**Problems:**
(a) According to the article on Montell Douglas, whose British 100 metres record did she break in 2008?
(b) Please carry on the article about Montell Douglas, picking up right after its final sentence.

**Source:**
Montell Marcelle Douglas (born 24 January 1986) is a British sportswoman. Originally a sprinter and former British record holder for the 100 metres at 11.05 seconds. In 2016, she took up bobsleigh and became part of the Great Britain women's two-woman bobsleigh team the following year. She competed at the 2022 Winter Olympics.

Athletics career
Douglas made her first senior major championship appearance at the 2007 European Athletics Indoor Championships. Although she was knocked out in the semi-finals, she set a new 60 metres personal best of 7.28 seconds.

She was part of the British 4 x 100 metres relay team that finished fourth at the 2007 World Championships in Athletics in Osaka (along with Laura Turner, Joice Maduaka and Emily Freeman). At the same championships, she competed in the 100 m individual event but was eliminated in the quarter-finals stage.

In the 2008 season, she finished second behind Jeanette Kwakye in the women's 100 m at the British Championships. At the Loughborough European Athletics meeting on 17 July, during the semi-final, she ran a wind-assisted (+2.6 m/s) time of 10.95 seconds. In the final, she broke Kathy Cook's British record with a time of 11.05 seconds. Douglas had improved her personal best by almost a quarter of a second and broken a national record which had stood unbeaten for over a quarter of a century in the process.

2008 Summer Olympics
Douglas represented Great Britain at the 2008 Olympics, in the 100 metres. In her first round heat, she placed second behind Ivet Lalova in a time of 11.36 to advance to the second round. There she failed to qualify for the semi-finals as her time of 11.38 was only the fourth fastest time of her heat, causing elimination. She was also part of the Great Britain team which reached the final of the 4x100 metres relay, and which (along with the Jamaican team) were favourites to claim a medal. Jeanette Kwakye ran a good first bend in the final, but the British team failed to finish due to a mix-up in the changeover between Douglas and Emily Freeman. Jamaica also failed to finish after a similar error between Sherone Simpson and Kerron Stewart.

**Given entries:**
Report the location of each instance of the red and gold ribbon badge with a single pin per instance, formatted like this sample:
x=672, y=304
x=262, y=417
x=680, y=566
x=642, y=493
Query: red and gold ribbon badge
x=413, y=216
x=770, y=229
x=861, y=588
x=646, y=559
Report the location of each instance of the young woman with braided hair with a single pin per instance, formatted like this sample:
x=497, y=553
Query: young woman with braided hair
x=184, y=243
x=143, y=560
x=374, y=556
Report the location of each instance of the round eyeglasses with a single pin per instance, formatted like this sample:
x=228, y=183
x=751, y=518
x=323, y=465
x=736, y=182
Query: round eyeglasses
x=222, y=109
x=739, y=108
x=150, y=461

==

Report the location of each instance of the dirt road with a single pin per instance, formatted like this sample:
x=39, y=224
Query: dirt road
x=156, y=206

==

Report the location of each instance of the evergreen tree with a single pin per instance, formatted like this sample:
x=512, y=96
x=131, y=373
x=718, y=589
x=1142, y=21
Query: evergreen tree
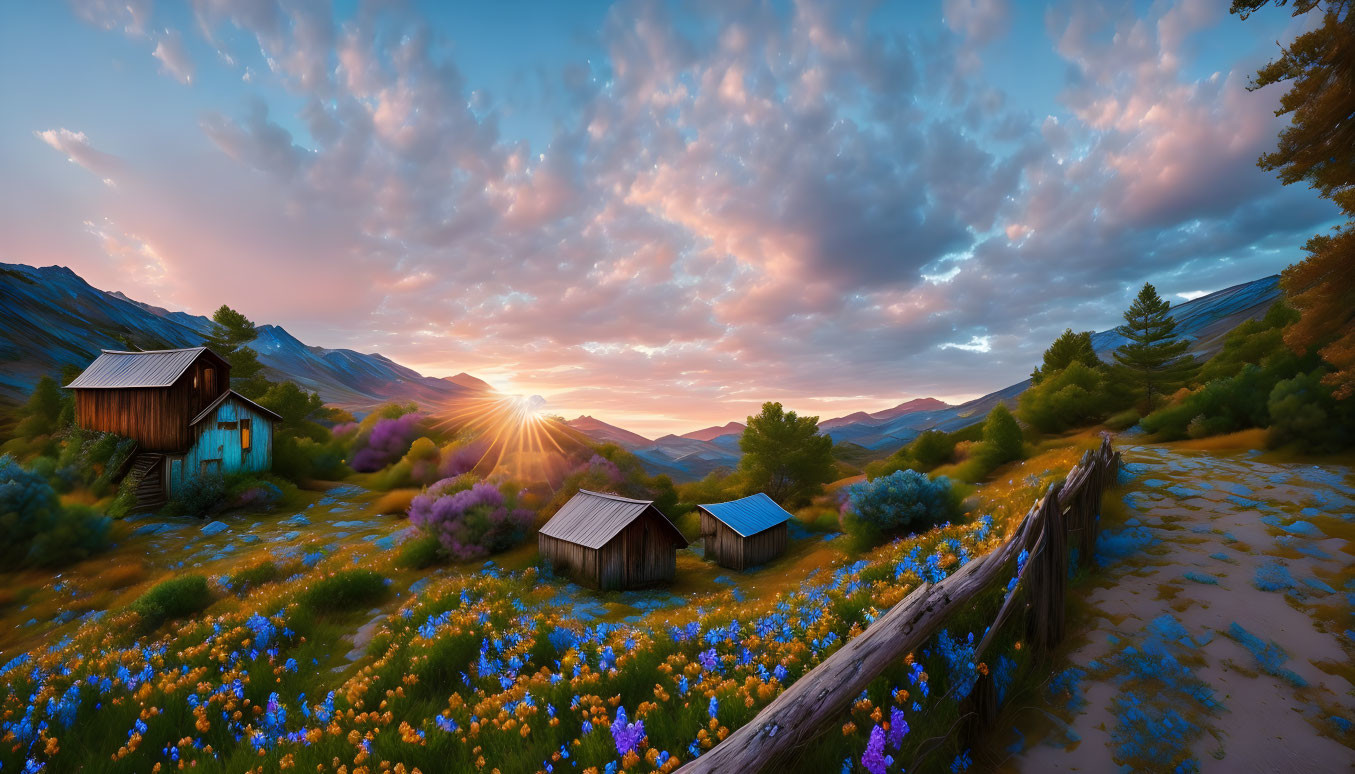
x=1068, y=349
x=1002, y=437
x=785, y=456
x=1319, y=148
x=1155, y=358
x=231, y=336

**Set of answers:**
(a) Kathy Cook's

(b)
Personal bests

All information taken from IAAF profile.

Bobsleigh career
In 2016, Douglas took up bobsleigh. She finished in the top 10 on her Bobsleigh World Cup debut in January 2017, and later in the season, she finished seventh at an event in St. Moritz. She was Great Britain's reserve athlete for the 2018 Winter Olympics in Pyeongchang. In 2019, Douglas and Mica McNeill finished sixth in the 2-women bobsleigh event in Königssee. In 2020, Douglas and McNeill came fourth in the 2020–21 Bobsleigh World Cup 2-women event in Innsbruck. In January 2022, Douglas and McNeill were selected for the 2-women event at the 2022 Winter Olympics. Douglas became the first female Briton to compete at the Summer and Winter Olympics, and notably, both were held in Beijing. The pair finished 17th in the two-woman event.

Outside sport
Douglas appeared on the game show Who Dares Wins on 14 January 2011 and won £12,500.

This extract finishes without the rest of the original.